John Callahan (1951-2010) era un disegnatore statunitense, rimasto tetraplegico in seguito a un incidente automobilistico. Tra il 2000 e il 2007 Internazionale ha pubblicato ogni settimana una sua vignetta. In questi giorni è nelle sale Don’t worry, il film di Gus Van Sant tratto dalla sua autobiografia.

Questo articolo è uscito il 27 agosto 2010 nel numero 861 di Internazionale, a pagina 70. L’originale era uscito su The Independent con il titolo Prophet of bad taste.

“Cerco di non soffermarmi sulla paralisi”, mi ha detto John Callahan una volta. “A meno che non voglio mangiare cinese e la persona che sta con me non vuole andarlo a comprare perché piove. Allora porto abilmente la conversazione sul fatto che sono tetraplegico. Ci sono dei lati positivi nell’essere su una sedia a rotelle. Puoi piantarti una forchetta nella gamba e non sentire niente. E se vuoi fare il vignettista, hai il vantaggio di essere già seduto”. Callahan è stato un grande umorista, ma la sua opera non è per tutti.

ISTRUZIONI:
Restituisci tutto il testo del brano su John Callahan da "Questo articolo è" giù fino a "è per tutti.", copiandolo senza alcuna modifica. Basati unicamente sul brano da leggere.

ELENCO RIGHE:
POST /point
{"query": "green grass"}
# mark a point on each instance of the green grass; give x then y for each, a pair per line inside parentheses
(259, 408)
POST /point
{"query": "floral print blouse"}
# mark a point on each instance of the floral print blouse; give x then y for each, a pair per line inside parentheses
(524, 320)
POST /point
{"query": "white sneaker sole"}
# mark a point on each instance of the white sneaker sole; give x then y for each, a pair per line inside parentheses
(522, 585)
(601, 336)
* * *
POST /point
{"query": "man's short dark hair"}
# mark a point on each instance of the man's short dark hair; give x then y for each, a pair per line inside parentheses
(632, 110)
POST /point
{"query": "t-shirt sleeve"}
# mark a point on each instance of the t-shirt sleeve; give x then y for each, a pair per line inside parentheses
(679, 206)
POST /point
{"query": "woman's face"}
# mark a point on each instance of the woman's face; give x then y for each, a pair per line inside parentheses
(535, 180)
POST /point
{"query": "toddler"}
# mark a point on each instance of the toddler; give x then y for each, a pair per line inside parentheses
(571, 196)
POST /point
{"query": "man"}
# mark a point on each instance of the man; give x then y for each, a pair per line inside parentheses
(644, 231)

RISULTATO CORRETTO:
Questo articolo è uscito il 27 agosto 2010 nel numero 861 di Internazionale, a pagina 70. L’originale era uscito su The Independent con il titolo Prophet of bad taste.

“Cerco di non soffermarmi sulla paralisi”, mi ha detto John Callahan una volta. “A meno che non voglio mangiare cinese e la persona che sta con me non vuole andarlo a comprare perché piove. Allora porto abilmente la conversazione sul fatto che sono tetraplegico. Ci sono dei lati positivi nell’essere su una sedia a rotelle. Puoi piantarti una forchetta nella gamba e non sentire niente. E se vuoi fare il vignettista, hai il vantaggio di essere già seduto”. Callahan è stato un grande umorista, ma la sua opera non è per tutti.